*Problem statement*:
Would you return every line of the listing below that has "parked" in it?

*Dataset content*:
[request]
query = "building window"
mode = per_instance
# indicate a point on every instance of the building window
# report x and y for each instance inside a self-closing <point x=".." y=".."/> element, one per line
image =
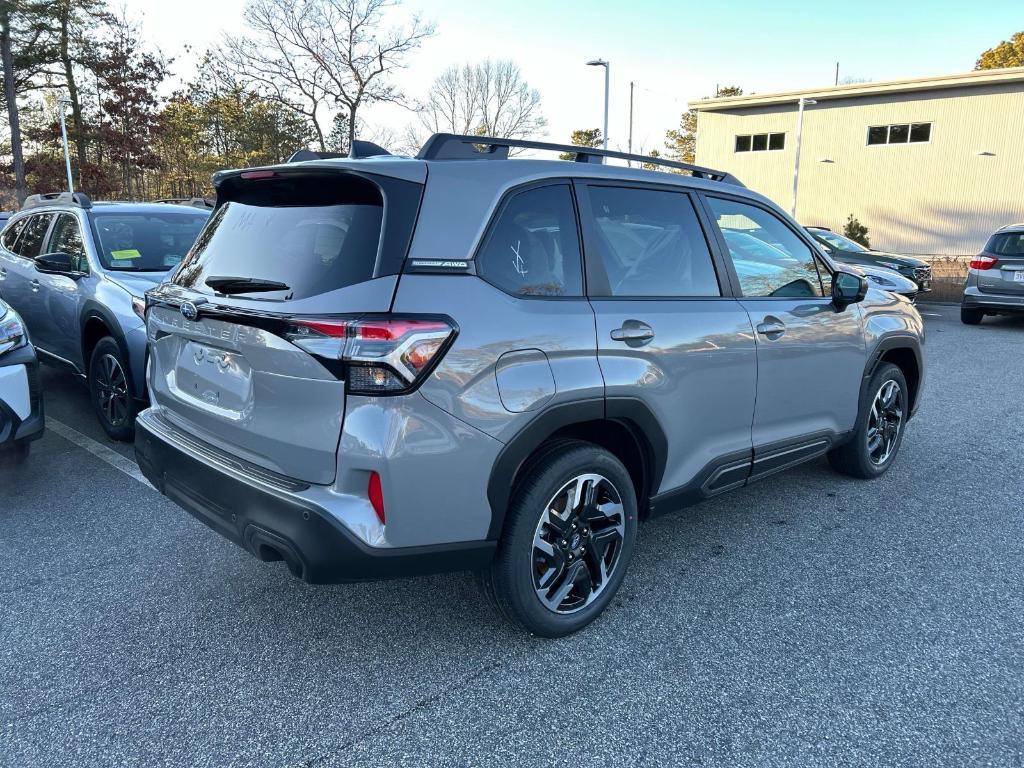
<point x="761" y="142"/>
<point x="901" y="133"/>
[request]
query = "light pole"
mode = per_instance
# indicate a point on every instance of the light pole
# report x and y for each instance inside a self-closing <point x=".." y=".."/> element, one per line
<point x="62" y="103"/>
<point x="606" y="66"/>
<point x="796" y="163"/>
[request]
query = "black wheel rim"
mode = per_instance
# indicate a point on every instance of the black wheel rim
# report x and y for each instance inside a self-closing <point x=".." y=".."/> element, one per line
<point x="885" y="422"/>
<point x="112" y="390"/>
<point x="578" y="544"/>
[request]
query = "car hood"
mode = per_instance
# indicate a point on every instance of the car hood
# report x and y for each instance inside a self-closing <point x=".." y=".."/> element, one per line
<point x="137" y="283"/>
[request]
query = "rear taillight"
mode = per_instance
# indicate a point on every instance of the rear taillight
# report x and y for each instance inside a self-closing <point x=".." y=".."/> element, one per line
<point x="380" y="354"/>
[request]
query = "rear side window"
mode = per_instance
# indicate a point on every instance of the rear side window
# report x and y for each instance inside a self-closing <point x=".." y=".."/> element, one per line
<point x="651" y="244"/>
<point x="31" y="242"/>
<point x="11" y="232"/>
<point x="768" y="257"/>
<point x="532" y="248"/>
<point x="311" y="239"/>
<point x="1007" y="244"/>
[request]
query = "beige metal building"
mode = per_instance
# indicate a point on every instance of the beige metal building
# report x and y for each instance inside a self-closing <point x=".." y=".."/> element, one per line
<point x="930" y="166"/>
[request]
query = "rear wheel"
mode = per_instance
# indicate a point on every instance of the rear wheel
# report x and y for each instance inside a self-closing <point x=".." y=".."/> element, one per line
<point x="568" y="539"/>
<point x="885" y="404"/>
<point x="110" y="388"/>
<point x="971" y="316"/>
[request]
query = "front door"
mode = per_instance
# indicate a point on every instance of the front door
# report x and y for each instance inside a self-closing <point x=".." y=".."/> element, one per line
<point x="668" y="333"/>
<point x="811" y="356"/>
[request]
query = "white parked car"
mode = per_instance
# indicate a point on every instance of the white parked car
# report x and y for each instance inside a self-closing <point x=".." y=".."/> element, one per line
<point x="20" y="398"/>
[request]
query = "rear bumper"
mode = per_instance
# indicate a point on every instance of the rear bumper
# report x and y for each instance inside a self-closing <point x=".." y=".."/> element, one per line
<point x="977" y="299"/>
<point x="272" y="523"/>
<point x="18" y="424"/>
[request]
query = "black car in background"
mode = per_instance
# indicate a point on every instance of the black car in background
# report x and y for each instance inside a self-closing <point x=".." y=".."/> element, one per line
<point x="845" y="250"/>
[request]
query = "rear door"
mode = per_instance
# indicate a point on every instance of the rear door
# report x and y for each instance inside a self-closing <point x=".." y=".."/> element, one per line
<point x="224" y="367"/>
<point x="668" y="332"/>
<point x="810" y="356"/>
<point x="1007" y="274"/>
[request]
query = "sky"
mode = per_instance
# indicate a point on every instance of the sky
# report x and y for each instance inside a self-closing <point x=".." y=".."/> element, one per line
<point x="674" y="51"/>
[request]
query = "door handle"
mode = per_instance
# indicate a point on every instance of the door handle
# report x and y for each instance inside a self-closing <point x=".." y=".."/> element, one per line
<point x="771" y="328"/>
<point x="633" y="331"/>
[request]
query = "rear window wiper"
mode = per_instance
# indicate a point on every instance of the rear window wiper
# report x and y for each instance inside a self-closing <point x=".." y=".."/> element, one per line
<point x="245" y="285"/>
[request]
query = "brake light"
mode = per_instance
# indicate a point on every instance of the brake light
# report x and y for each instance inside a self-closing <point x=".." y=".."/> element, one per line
<point x="381" y="355"/>
<point x="376" y="495"/>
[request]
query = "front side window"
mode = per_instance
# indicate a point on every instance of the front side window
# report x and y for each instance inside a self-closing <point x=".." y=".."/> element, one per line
<point x="651" y="244"/>
<point x="768" y="257"/>
<point x="67" y="238"/>
<point x="31" y="243"/>
<point x="532" y="248"/>
<point x="11" y="232"/>
<point x="132" y="241"/>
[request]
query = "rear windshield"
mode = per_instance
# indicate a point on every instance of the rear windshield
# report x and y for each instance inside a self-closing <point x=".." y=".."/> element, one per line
<point x="139" y="242"/>
<point x="1007" y="244"/>
<point x="308" y="249"/>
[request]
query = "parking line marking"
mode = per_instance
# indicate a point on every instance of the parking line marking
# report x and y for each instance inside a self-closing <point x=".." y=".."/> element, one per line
<point x="98" y="450"/>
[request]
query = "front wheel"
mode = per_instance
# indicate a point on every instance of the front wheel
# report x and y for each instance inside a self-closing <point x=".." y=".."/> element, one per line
<point x="885" y="406"/>
<point x="110" y="388"/>
<point x="568" y="539"/>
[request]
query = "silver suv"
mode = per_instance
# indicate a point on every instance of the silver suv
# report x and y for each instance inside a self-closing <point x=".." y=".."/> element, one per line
<point x="376" y="367"/>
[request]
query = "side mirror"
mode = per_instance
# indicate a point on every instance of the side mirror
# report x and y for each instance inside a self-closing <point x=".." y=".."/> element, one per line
<point x="57" y="263"/>
<point x="848" y="289"/>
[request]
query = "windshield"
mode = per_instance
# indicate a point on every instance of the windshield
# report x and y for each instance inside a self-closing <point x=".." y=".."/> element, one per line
<point x="145" y="242"/>
<point x="838" y="241"/>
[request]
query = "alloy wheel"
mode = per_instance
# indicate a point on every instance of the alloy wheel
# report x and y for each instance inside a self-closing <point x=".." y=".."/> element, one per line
<point x="885" y="422"/>
<point x="112" y="390"/>
<point x="578" y="543"/>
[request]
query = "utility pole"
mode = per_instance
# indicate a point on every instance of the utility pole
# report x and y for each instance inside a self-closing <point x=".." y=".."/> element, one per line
<point x="796" y="163"/>
<point x="631" y="122"/>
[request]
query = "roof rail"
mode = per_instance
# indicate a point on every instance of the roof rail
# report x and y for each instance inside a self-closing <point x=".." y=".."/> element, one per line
<point x="359" y="151"/>
<point x="71" y="199"/>
<point x="194" y="202"/>
<point x="456" y="146"/>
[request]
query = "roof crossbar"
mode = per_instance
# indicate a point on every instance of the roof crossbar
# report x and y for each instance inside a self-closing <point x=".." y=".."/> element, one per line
<point x="456" y="146"/>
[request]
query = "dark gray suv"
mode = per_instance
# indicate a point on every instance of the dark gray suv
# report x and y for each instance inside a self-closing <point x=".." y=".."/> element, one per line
<point x="377" y="367"/>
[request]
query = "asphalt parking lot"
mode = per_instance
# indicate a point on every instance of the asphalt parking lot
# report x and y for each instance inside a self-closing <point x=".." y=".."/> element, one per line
<point x="810" y="620"/>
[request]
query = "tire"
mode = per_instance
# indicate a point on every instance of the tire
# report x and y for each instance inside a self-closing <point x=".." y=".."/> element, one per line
<point x="596" y="552"/>
<point x="111" y="390"/>
<point x="971" y="316"/>
<point x="857" y="458"/>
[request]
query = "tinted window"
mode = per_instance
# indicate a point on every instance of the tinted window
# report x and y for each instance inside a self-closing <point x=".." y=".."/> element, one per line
<point x="31" y="242"/>
<point x="1007" y="244"/>
<point x="878" y="134"/>
<point x="11" y="232"/>
<point x="145" y="242"/>
<point x="921" y="132"/>
<point x="532" y="248"/>
<point x="898" y="134"/>
<point x="651" y="244"/>
<point x="769" y="258"/>
<point x="67" y="238"/>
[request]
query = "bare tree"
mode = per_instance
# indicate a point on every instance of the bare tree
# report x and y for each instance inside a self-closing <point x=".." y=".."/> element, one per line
<point x="274" y="58"/>
<point x="487" y="98"/>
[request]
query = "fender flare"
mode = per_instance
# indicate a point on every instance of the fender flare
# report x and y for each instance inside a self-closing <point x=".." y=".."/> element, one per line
<point x="633" y="413"/>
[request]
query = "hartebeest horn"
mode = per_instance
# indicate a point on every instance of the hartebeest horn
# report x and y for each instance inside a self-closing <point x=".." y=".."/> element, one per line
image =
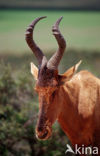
<point x="55" y="59"/>
<point x="29" y="39"/>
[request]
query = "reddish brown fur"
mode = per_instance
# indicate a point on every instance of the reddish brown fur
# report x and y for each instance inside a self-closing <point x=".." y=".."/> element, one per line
<point x="76" y="106"/>
<point x="72" y="99"/>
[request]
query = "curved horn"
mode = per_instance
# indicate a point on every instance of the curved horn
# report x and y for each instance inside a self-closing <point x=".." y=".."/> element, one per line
<point x="29" y="39"/>
<point x="55" y="59"/>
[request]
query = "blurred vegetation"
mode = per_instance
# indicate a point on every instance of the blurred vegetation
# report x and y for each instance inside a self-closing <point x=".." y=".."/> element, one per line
<point x="80" y="29"/>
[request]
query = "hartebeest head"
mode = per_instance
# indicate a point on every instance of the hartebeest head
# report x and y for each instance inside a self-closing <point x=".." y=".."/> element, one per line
<point x="48" y="80"/>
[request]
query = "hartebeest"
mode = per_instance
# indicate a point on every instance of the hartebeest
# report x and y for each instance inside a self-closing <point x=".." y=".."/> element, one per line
<point x="71" y="98"/>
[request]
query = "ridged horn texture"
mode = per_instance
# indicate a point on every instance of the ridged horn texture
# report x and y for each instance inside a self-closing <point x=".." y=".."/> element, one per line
<point x="55" y="59"/>
<point x="29" y="39"/>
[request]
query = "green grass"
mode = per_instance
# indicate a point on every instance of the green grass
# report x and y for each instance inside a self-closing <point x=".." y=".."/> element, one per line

*Solved exercise*:
query = "white parked car"
# indicate a point on every instance of the white parked car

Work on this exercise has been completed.